Report how many lines in the records below contain the string "strap". Give only the number.

Records from a point-labeling set:

** Begin **

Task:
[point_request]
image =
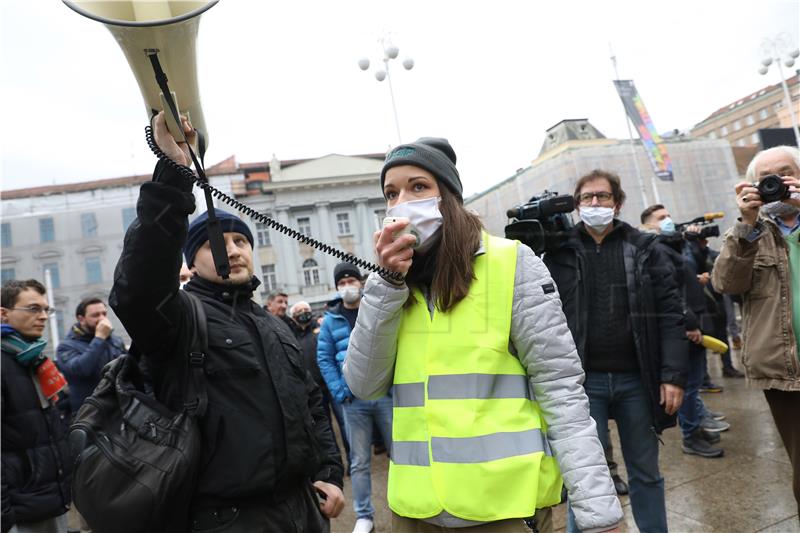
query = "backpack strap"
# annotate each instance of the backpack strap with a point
(196, 384)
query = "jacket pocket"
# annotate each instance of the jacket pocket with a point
(231, 354)
(766, 280)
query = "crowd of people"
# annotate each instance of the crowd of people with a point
(488, 374)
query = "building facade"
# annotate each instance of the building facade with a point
(335, 199)
(704, 170)
(76, 230)
(739, 121)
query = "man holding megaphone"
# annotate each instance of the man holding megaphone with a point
(269, 459)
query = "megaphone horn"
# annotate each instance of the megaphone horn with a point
(168, 28)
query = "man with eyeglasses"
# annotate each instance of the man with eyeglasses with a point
(36, 465)
(89, 346)
(623, 307)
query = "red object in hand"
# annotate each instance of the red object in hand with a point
(51, 381)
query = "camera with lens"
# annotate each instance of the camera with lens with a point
(542, 222)
(772, 189)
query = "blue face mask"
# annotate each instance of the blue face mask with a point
(667, 226)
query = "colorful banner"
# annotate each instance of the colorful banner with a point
(654, 146)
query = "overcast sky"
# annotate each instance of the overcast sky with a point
(282, 78)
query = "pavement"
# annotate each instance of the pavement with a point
(746, 490)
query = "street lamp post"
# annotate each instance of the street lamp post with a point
(390, 52)
(777, 50)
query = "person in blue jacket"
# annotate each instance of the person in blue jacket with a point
(360, 415)
(89, 346)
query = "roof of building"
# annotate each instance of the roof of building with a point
(226, 166)
(741, 101)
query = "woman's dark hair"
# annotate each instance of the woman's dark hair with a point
(448, 267)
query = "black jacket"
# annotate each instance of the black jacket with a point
(307, 340)
(656, 309)
(36, 467)
(694, 301)
(265, 430)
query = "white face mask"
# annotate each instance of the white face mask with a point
(598, 218)
(423, 214)
(350, 295)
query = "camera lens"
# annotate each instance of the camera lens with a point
(772, 189)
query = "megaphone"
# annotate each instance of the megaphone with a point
(168, 28)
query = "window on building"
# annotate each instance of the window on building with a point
(343, 223)
(128, 214)
(304, 225)
(60, 322)
(88, 225)
(262, 233)
(47, 230)
(55, 278)
(6, 236)
(7, 274)
(270, 282)
(310, 272)
(94, 272)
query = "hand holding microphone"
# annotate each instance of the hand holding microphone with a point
(394, 245)
(178, 150)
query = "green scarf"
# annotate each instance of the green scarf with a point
(28, 354)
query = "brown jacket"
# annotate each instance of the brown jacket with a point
(758, 269)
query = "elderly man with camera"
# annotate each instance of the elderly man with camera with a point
(760, 259)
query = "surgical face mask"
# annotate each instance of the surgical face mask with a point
(423, 214)
(350, 295)
(780, 209)
(597, 218)
(667, 226)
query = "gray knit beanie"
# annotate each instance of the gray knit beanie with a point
(434, 154)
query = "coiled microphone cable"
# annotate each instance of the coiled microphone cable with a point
(260, 217)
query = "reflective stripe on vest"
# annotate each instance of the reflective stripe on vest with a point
(468, 438)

** End **

### Task response
2